◆ **Written request**:
Place each line of the material below into a numbered list, omitting any blank lines.

Records
Begin

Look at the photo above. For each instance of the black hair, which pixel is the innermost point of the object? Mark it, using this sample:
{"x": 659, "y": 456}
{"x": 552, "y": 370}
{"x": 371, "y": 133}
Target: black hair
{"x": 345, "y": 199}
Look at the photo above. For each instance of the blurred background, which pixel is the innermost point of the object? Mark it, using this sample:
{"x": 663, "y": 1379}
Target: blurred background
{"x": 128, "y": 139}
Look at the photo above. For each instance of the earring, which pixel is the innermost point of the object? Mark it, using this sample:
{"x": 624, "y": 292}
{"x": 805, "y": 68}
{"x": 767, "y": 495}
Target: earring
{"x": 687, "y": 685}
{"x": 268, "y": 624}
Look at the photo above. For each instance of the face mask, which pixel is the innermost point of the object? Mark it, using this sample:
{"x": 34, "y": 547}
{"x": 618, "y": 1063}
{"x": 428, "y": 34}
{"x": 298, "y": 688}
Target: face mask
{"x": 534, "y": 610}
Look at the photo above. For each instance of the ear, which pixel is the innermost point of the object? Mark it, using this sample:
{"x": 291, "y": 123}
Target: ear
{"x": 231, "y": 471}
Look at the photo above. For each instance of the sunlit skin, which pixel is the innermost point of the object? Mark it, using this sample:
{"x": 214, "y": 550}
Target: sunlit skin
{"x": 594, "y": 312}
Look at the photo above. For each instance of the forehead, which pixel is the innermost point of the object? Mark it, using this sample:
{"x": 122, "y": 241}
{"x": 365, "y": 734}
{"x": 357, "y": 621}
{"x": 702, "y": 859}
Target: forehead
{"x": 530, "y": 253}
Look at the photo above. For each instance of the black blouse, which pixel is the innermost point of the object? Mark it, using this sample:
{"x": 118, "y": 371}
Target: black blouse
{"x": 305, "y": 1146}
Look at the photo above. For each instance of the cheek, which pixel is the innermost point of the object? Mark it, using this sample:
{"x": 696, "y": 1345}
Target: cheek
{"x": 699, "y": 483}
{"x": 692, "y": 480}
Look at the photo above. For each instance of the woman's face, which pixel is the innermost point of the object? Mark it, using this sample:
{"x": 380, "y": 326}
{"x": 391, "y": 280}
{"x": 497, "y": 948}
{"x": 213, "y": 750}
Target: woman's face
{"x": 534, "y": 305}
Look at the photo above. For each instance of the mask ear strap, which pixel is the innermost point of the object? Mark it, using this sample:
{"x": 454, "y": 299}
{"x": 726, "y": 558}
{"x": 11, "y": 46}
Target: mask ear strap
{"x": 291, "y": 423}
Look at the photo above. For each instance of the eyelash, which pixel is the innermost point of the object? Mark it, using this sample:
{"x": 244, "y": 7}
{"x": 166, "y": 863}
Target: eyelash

End

◆ **Task response**:
1. Look at the photo above. For each instance of the black hair, which pixel is the innermost point of the object? Mark it, using this sample:
2. {"x": 659, "y": 456}
3. {"x": 552, "y": 370}
4. {"x": 371, "y": 133}
5. Target: black hair
6. {"x": 345, "y": 199}
7. Look at the photo above. For each instance of the blurred background, which pixel is the innermost point of the object? Mark it, using this sample:
8. {"x": 663, "y": 1379}
9. Target: blurred background
10. {"x": 128, "y": 139}
11. Look at the photo above. For each instance of the earring, which pixel is the innermost point of the object? Mark it, using this sample:
12. {"x": 624, "y": 292}
13. {"x": 805, "y": 68}
14. {"x": 767, "y": 495}
15. Target: earring
16. {"x": 687, "y": 685}
17. {"x": 268, "y": 624}
18. Look at the photo above. For each instance of the face mask, which pixel is the innermost point of the object? Mark it, using this sample:
19. {"x": 34, "y": 547}
20. {"x": 618, "y": 1063}
21. {"x": 428, "y": 34}
22. {"x": 298, "y": 688}
23. Target: face mask
24. {"x": 534, "y": 610}
25. Look at the photo above. For each instance of the ear, which pixel is the innermost point of the object? Mark it, using this sample:
26. {"x": 291, "y": 123}
27. Target: ear
28. {"x": 231, "y": 471}
29. Look at the photo above. For each instance of the sunlit skin, which pixel is the innermost point of the object? Mark it, using this sample:
30. {"x": 214, "y": 550}
31. Target: sunlit skin
32. {"x": 594, "y": 312}
33. Look at the photo above. For each instance of the forehead, which pixel is the innermost point of the object? Mark it, using this sample:
34. {"x": 122, "y": 241}
35. {"x": 365, "y": 734}
36. {"x": 357, "y": 621}
37. {"x": 702, "y": 859}
38. Target: forehead
39. {"x": 530, "y": 253}
40. Look at the photo above. For each instance of the black blouse, which pixel is the innermost point of the object? Mark it, using this sample:
41. {"x": 118, "y": 371}
42. Target: black blouse
43. {"x": 305, "y": 1146}
44. Look at the photo above. For each instance of the cheek, which pixel is the innermost point of the object? Mark it, using this sample:
45. {"x": 696, "y": 1345}
46. Target: cheek
47. {"x": 699, "y": 483}
48. {"x": 692, "y": 480}
49. Look at the photo above. For each instance of the woman's face, which pixel is the innermost point of the object? Mark it, using this sample:
50. {"x": 380, "y": 326}
51. {"x": 391, "y": 280}
52. {"x": 497, "y": 948}
53. {"x": 213, "y": 750}
54. Target: woman's face
55. {"x": 534, "y": 305}
56. Look at the photo above. For each instance of the mask ear strap, which pixel is the innermost point of the object? Mark it, using this sample:
57. {"x": 454, "y": 299}
58. {"x": 726, "y": 558}
59. {"x": 11, "y": 46}
60. Target: mask ear strap
61. {"x": 291, "y": 423}
62. Look at the photo above. For each instance of the eyelash, which pixel is the innermost point of the object? Mark it, using this sample:
63. {"x": 244, "y": 7}
64. {"x": 166, "y": 863}
65. Target: eyelash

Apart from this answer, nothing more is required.